======== EXCERPTED PASSAGE

SUBJECTS: Student safety on campus; Hamas-Israel conflict.
CHRIS O’KEEFE: Jason Clare is the Federal Education Minister, and he’s been good enough to join me on the line. Minister, thank you for your time.
JASON CLARE, MINISTER FOR EDUCATION: G’day, mate.
O’KEEFE: It’s a bit frightening, isn’t it? 64 per cent of Jewish students saying that they don’t feel safe on a university campus.
CLARE: Of course it is. And I think it’s worse today than it would have been this time last week, mate. I met with Jewish students here in Melbourne. I’m in Melbourne at the moment today, and their reaction was all the same as you’d expect. They’re on edge. They’re worried because what’s happening on the other side of the world is having an impact here. And there’s nothing more important than safety, not even freedom of speech. And these sort of things like you’ve just read out, that just stokes hate and division, whether it’s on campus or right across the country, there’s no place for antisemitism or, for that matter, Islamophobia or any kind of racism or vilification or hate speech, whether it’s in our universities or anywhere else.
O’KEEFE: What is it, do you think? Because we’ve seen – I don’t know, you never saw anybody jumping up and down after 9/11. No one was supporting Osama bin Laden or ISIS when they went into the Bataclan Theatre in Paris. What is it about the Israel-Palestine conflict that’s different to other acts of terrorism?
CLARE: Most Australians, I hope all Australians, were shocked and disgusted by what they saw on the weekend. That was like a horror movie in real life. And every Australian should be condemning what happened, Hamas attacking Israel. We’ve got a situation here where you’ve got a lot of Australian people that have got family or friends on both sides of the border, and a lot are terrified. I spoke to a Jewish mate last night, he’s worried about his kids going to school today. And I spoke to another Palestinian mate, who’s worried whether his relatives will be alive tomorrow.
There’s people who have come to Australia from other parts of the world that are worried about what’s happening there. A big part of the reason why we’re the best country in the world is because we’re made up of people from all around the world living here in harmony. We can’t lose that.
O’KEEFE: Understood, but you went to university, right?
O’KEEFE: Where’d you go?
CLARE: University of NSW.
O’KEEFE: At the University of NSW, at O Week. Did you get in your bag of progressive causes, a ‘Free Palestine’ bumper sticker?
CLARE: I don’t think so, mate, but you never know.
O’KEEFE: But I think isn’t that kind of the point? It’s become almost entrenched at universities that unless you think this way, you’re the enemy.
CLARE: Here’s the rub, right. Most Australians, like most Israelis I suspect, most Palestinians, want a two-state solution, want two countries next door to each other, behind the border where everybody’s safe, where they can send their kids to school and know they’re going to come home, where they can go off to work and know they’re going to come home. And what these terrorists have done over the weekend has put that back for years, if not decades.
O’KEEFE: But it doesn’t excuse the behaviour, I suppose, on campus, does it? And ultimately, it doesn’t matter what you think, how you think, you’ve got to understand that the person standing next to you, whether they’re Palestinian or Jewish, deserve to feel safe.

================
======== DATA BLOCK

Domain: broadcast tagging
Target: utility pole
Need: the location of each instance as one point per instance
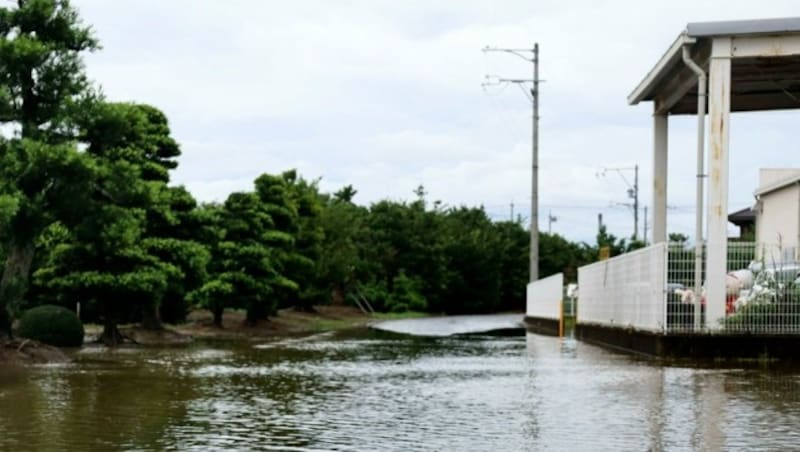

================

* **REQUESTS**:
a) In the interview with Jason Clare, what university did Clare attend?
b) In the interview with Jason Clare, substitute "Sydney" for "Melbourne" and write out the passage from "O’KEEFE: It’s a" up to and including "or anywhere else.".
c) Resume the interview with Jason Clare after its last sentence and carry it on.
None of the lines is needed here.

* **RESULTS IN ORDER**:
a) The University of NSW.

b)
O’KEEFE: It’s a bit frightening, isn’t it? 64 per cent of Jewish students saying that they don’t feel safe on a university campus.
CLARE: Of course it is. And I think it’s worse today than it would have been this time last week, mate. I met with Jewish students here in Sydney. I’m in Sydney at the moment today, and their reaction was all the same as you’d expect. They’re on edge. They’re worried because what’s happening on the other side of the world is having an impact here. And there’s nothing more important than safety, not even freedom of speech. And these sort of things like you’ve just read out, that just stokes hate and division, whether it’s on campus or right across the country, there’s no place for antisemitism or, for that matter, Islamophobia or any kind of racism or vilification or hate speech, whether it’s in our universities or anywhere else.

c)
CLARE: And a bit of respect. That’s what makes us Aussies. The point I want to make here is, no tweet, no protest, whether it’s on campus or out the front of the Opera House or no political argy-bargy, for that matter, between the big parties is going to help here. We’ve got to lower the temperature, we’ve got to work together here. That means Labor and Liberal, that means community leaders on both sides here.
I fear this will get worse before it gets better and if we want to protect the magic that is Australia, which is people from all around the world living together in harmony, then we’ve got to keep working at it. And it’s more important today than ever.
O’KEEFE: Have you spoken to Mark Scott?
CLARE: No, I haven’t spoken to Mark about it, but as I said, I’m in Melbourne here. I met with the Acting Vice Chancellor of Monash University today. The sort of things they’re putting in place. A counselling service, mental health services for all students that are potentially affected by this, extra security patrols, escorts for students if they need it, and it’s exam time in a couple of weeks, assessments are due in, so they’re offering special consideration for students as well.
I’ve written to every Vice Chancellor of every university this week asking them, “What are you doing to make sure that we’re protecting students and what further steps are you planning to take here?”, including Mark. Because every university is potentially affected by this and as I said, I fear that this will get worse before it gets better in the weeks ahead.
O’KEEFE: Minister, I appreciate your time. Thank you very much.
CLARE: Good on you, mate.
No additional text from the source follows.